TASK OBJECTIVE>
Look below for the line holding "query | cracked rock surface" and the line holding "query | rocky outcrop". Repeat those two and everything between, exactly.

MATERIAL SUPPLIED>
————

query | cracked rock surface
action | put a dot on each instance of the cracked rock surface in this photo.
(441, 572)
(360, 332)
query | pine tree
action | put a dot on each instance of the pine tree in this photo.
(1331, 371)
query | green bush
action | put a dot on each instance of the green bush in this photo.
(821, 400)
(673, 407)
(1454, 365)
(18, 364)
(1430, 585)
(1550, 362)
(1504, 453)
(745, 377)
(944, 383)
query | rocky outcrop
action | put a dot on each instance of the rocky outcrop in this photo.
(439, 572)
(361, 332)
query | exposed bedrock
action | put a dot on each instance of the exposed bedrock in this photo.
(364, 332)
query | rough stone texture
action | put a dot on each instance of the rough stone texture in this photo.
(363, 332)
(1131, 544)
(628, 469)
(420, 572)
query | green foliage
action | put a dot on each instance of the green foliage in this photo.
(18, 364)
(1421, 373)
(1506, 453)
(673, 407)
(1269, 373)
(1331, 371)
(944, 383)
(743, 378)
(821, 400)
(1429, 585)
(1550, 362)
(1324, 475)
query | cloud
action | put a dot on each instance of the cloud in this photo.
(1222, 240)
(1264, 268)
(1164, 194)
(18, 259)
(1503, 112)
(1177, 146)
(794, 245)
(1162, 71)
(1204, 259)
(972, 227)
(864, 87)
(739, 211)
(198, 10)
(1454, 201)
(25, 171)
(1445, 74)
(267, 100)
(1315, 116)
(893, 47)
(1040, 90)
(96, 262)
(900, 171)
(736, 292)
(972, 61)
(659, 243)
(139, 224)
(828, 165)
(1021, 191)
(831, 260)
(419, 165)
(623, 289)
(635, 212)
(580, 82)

————

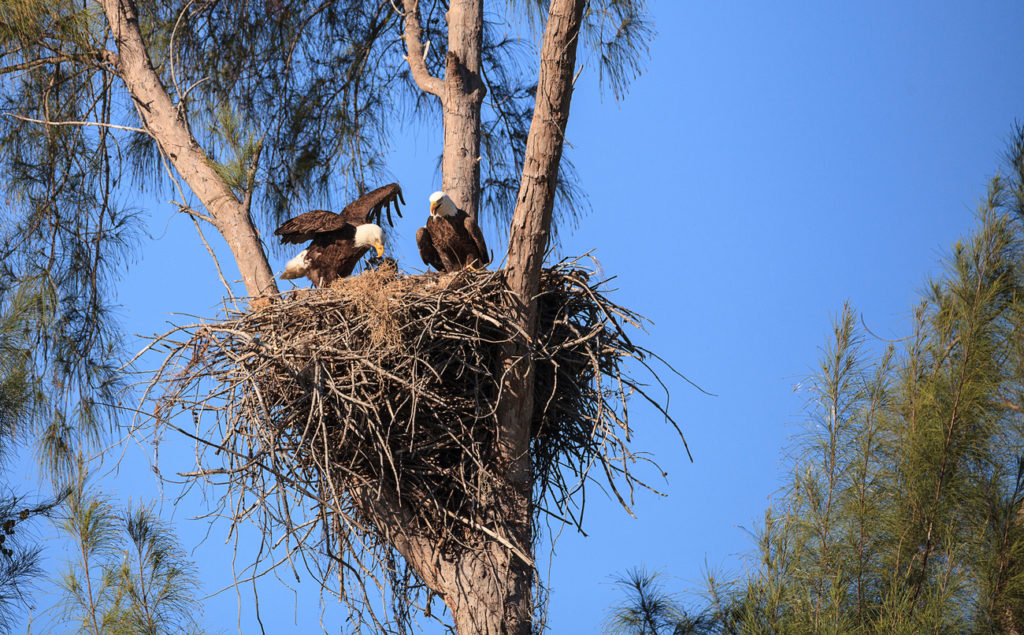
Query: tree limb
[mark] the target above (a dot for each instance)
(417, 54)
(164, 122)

————

RESULT OF THE EXERCISE>
query | cracked rock surface
action | put a dot on each instance of the cracked rock surface in this photo.
(441, 572)
(360, 332)
query | pine tree
action | put a dot on each instance of the pine tree in this photo.
(1331, 371)
query | green bush
action | put a dot on each instance of the green bush in this photo.
(821, 400)
(673, 407)
(1454, 365)
(18, 364)
(1430, 585)
(1550, 362)
(1504, 453)
(745, 377)
(944, 383)
query | rocky outcrop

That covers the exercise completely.